▶ What to work on
Copy out each line from the start of the material below until the line with "box: [210, 85, 219, 95]", that line included.

▶ Task material
::::

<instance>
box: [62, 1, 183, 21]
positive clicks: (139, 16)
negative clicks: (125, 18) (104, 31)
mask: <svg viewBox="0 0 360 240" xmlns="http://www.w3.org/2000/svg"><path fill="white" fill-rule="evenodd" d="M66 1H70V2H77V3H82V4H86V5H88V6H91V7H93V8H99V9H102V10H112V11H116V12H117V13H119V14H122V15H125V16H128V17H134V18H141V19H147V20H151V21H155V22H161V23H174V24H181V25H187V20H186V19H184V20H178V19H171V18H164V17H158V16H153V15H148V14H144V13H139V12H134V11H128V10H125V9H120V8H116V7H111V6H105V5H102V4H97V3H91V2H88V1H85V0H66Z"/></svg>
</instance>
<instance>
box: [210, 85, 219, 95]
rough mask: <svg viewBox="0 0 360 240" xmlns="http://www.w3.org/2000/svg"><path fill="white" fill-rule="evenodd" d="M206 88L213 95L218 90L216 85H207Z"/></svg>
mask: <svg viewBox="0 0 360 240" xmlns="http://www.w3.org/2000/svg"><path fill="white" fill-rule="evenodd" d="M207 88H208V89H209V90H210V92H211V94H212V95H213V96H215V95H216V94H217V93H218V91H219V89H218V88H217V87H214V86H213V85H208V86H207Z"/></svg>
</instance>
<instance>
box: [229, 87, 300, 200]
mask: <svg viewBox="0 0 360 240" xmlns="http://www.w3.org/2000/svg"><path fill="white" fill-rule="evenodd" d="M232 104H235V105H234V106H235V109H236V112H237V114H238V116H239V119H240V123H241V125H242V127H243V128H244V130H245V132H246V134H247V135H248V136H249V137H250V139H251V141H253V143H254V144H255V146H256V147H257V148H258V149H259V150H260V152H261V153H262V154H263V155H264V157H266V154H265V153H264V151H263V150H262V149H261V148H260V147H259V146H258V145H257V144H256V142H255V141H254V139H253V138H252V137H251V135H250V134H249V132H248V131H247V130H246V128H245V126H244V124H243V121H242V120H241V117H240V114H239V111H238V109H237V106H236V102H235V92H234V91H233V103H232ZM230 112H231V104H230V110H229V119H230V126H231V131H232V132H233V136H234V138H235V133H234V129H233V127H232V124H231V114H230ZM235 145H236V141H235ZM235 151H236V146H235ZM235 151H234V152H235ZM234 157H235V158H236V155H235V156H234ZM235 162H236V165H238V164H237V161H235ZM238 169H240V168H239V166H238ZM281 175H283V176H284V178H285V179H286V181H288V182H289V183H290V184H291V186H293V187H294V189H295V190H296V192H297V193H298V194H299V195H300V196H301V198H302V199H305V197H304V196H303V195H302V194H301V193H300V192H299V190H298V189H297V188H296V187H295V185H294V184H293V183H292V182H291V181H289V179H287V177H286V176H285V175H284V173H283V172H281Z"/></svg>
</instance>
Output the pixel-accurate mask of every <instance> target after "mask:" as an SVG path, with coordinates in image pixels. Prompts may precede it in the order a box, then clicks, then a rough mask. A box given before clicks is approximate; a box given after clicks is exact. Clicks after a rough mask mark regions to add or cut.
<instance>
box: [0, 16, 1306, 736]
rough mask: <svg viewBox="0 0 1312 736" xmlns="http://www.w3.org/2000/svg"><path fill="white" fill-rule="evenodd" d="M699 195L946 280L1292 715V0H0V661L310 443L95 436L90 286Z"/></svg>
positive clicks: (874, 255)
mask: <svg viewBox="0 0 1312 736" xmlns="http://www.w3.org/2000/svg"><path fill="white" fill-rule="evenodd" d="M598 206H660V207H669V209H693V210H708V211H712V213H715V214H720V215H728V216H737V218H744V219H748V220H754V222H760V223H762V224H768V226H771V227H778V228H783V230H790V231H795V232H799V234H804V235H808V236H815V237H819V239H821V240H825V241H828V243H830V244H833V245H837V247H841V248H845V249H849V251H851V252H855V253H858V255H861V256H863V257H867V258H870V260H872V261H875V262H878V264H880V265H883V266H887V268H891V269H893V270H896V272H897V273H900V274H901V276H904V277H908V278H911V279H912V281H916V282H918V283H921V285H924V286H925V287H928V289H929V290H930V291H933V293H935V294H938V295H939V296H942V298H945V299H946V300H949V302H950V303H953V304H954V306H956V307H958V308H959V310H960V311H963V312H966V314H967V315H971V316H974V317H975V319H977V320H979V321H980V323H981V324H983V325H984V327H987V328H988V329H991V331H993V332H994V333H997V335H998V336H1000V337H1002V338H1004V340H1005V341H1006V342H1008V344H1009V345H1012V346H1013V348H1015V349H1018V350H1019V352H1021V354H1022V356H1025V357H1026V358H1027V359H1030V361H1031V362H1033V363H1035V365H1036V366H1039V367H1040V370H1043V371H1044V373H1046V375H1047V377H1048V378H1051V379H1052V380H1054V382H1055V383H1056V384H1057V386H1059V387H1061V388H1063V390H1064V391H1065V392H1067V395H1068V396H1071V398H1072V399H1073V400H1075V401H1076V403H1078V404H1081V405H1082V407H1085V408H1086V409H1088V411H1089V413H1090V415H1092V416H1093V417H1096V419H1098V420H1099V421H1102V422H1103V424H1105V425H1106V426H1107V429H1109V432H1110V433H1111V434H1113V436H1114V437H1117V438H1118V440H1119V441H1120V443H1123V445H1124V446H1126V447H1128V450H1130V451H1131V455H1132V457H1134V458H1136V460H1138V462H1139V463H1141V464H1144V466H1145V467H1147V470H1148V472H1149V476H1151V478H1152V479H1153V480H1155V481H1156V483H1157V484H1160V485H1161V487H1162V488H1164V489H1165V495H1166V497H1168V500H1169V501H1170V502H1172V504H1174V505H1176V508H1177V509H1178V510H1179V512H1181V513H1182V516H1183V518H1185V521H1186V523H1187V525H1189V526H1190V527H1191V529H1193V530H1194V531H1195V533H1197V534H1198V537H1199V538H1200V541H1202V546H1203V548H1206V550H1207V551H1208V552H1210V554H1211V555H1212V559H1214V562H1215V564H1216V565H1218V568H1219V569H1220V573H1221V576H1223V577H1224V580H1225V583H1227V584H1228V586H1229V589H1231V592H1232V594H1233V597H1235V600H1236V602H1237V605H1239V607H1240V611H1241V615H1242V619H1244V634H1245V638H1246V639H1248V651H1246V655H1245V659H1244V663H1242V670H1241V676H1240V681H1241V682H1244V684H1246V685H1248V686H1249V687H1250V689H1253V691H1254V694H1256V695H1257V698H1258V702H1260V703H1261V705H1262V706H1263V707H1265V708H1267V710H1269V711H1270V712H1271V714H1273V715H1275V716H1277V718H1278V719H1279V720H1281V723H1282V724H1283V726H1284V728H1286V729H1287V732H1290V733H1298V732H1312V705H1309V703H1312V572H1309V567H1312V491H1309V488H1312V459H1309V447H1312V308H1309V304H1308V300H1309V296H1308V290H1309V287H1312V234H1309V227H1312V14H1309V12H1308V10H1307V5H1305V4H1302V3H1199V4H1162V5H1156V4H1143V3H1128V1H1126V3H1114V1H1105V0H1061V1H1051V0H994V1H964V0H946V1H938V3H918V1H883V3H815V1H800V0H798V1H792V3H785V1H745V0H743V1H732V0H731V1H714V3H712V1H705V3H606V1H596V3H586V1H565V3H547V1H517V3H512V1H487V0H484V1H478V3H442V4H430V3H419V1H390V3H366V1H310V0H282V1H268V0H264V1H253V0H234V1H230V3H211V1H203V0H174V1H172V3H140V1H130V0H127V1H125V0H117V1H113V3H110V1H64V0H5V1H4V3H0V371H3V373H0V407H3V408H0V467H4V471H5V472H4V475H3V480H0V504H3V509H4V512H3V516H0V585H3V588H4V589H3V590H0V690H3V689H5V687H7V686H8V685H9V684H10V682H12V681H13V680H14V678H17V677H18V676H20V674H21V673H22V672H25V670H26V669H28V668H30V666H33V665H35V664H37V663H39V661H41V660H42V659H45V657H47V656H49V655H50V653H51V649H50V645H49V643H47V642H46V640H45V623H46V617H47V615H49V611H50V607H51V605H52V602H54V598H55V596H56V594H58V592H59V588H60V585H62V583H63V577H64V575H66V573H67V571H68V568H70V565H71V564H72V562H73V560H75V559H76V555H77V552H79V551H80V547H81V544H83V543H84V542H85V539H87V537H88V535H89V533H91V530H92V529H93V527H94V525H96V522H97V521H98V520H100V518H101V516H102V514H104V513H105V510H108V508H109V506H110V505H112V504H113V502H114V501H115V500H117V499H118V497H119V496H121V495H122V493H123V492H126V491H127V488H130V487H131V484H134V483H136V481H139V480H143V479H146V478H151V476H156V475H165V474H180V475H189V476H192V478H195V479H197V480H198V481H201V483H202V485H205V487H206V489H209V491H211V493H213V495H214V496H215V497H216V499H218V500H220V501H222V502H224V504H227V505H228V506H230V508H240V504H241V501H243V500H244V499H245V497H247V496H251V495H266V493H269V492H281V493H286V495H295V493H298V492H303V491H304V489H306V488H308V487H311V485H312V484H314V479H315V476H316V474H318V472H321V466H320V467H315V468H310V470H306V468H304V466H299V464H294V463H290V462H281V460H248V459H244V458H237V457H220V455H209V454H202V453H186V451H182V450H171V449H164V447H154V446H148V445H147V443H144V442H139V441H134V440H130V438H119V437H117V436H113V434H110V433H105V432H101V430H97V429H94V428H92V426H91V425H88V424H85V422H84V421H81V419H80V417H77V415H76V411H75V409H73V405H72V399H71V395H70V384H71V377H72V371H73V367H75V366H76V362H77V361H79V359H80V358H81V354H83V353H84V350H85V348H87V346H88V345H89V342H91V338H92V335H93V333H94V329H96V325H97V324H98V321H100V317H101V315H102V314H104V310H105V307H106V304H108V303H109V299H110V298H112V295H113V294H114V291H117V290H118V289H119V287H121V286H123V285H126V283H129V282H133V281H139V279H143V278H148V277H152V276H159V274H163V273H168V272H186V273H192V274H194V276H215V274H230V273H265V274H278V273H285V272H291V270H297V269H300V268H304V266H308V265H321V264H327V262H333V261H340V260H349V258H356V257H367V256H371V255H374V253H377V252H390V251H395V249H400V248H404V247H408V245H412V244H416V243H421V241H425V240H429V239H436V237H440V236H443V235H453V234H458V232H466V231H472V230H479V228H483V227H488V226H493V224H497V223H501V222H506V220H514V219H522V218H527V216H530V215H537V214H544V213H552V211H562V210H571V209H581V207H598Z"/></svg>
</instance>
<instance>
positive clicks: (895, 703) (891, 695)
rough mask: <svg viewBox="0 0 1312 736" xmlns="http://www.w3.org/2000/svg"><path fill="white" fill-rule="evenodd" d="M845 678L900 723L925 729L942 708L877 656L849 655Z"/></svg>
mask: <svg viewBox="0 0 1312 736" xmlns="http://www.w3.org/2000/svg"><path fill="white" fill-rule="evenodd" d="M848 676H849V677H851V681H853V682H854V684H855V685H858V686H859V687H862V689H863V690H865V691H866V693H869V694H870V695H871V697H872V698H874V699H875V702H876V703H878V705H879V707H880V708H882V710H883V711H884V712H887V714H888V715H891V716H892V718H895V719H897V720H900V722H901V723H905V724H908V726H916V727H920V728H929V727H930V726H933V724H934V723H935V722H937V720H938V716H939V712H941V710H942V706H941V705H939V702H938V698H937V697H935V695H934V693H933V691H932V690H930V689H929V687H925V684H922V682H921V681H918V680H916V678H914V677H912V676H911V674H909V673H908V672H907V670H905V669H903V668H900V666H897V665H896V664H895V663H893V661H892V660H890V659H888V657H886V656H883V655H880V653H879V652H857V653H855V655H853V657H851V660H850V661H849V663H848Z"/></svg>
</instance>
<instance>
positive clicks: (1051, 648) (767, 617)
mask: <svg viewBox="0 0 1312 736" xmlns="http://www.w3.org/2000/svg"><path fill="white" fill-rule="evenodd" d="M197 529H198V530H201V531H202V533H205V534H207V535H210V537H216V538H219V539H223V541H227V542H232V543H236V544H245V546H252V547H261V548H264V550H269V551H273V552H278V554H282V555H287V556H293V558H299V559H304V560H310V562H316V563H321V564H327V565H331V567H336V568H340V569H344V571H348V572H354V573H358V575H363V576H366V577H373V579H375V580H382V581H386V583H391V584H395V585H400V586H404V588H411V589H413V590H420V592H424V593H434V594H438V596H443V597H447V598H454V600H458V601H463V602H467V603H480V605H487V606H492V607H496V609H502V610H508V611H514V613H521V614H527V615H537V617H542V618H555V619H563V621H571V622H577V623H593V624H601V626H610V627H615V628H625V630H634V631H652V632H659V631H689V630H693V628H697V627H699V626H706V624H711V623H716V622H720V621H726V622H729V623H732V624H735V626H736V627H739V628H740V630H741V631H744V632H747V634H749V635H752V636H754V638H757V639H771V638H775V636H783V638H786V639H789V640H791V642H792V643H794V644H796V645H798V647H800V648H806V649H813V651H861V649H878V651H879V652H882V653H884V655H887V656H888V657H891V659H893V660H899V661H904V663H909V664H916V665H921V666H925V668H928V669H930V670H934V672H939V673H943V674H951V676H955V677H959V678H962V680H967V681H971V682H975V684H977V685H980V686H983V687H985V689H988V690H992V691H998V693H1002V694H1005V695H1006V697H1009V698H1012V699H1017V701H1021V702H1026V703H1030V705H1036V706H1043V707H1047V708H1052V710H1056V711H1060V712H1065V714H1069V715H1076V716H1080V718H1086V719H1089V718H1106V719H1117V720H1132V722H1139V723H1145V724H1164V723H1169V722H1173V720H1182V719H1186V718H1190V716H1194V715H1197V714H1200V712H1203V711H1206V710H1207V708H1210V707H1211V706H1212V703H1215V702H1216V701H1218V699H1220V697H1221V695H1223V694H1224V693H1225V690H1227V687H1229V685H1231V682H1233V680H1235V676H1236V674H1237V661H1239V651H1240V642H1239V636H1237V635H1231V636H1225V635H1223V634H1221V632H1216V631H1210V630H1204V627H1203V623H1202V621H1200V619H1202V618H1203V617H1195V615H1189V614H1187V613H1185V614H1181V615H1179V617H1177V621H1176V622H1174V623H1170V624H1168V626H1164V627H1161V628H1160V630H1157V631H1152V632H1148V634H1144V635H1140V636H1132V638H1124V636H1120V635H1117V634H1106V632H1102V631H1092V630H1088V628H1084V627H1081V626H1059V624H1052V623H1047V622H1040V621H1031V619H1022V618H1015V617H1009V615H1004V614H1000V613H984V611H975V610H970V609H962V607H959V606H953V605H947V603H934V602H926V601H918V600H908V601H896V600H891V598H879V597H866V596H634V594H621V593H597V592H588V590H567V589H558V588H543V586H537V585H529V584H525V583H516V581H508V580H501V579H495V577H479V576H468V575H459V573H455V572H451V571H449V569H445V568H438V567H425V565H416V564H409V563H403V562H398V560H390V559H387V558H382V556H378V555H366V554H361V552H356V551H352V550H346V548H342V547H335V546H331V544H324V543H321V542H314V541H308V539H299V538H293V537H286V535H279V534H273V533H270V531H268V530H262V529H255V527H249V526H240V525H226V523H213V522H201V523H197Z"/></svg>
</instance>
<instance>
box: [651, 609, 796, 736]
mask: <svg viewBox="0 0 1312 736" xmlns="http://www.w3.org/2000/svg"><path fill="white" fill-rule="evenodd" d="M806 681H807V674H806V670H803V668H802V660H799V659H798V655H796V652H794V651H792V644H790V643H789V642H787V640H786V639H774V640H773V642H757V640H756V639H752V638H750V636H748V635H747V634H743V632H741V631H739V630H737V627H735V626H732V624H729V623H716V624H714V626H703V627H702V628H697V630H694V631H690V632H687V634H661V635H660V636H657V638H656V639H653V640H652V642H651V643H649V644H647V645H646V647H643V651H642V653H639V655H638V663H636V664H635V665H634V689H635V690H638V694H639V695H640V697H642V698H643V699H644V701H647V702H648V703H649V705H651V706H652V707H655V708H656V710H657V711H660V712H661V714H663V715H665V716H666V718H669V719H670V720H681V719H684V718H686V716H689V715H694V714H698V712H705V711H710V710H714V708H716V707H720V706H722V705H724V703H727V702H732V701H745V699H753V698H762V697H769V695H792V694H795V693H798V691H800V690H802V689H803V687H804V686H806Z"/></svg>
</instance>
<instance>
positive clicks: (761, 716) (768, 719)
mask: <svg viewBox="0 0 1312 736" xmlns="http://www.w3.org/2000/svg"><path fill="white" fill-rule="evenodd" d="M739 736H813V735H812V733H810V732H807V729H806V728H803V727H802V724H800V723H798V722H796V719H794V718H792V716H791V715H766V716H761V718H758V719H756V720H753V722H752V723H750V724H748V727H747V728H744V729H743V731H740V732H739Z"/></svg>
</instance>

::::

▶ Solved problem
<instance>
box: [62, 1, 183, 21]
positive clicks: (139, 16)
negative clicks: (125, 18) (104, 31)
mask: <svg viewBox="0 0 360 240" xmlns="http://www.w3.org/2000/svg"><path fill="white" fill-rule="evenodd" d="M66 1H70V2H77V3H82V4H86V5H88V6H91V7H93V8H99V9H102V10H112V11H116V12H117V13H119V14H122V15H125V16H128V17H134V18H141V19H147V20H151V21H155V22H161V23H174V24H181V25H187V20H186V19H184V20H178V19H171V18H164V17H158V16H153V15H148V14H144V13H139V12H134V11H128V10H125V9H120V8H116V7H111V6H105V5H102V4H97V3H91V2H88V1H85V0H66Z"/></svg>
</instance>
<instance>
box: [210, 85, 219, 95]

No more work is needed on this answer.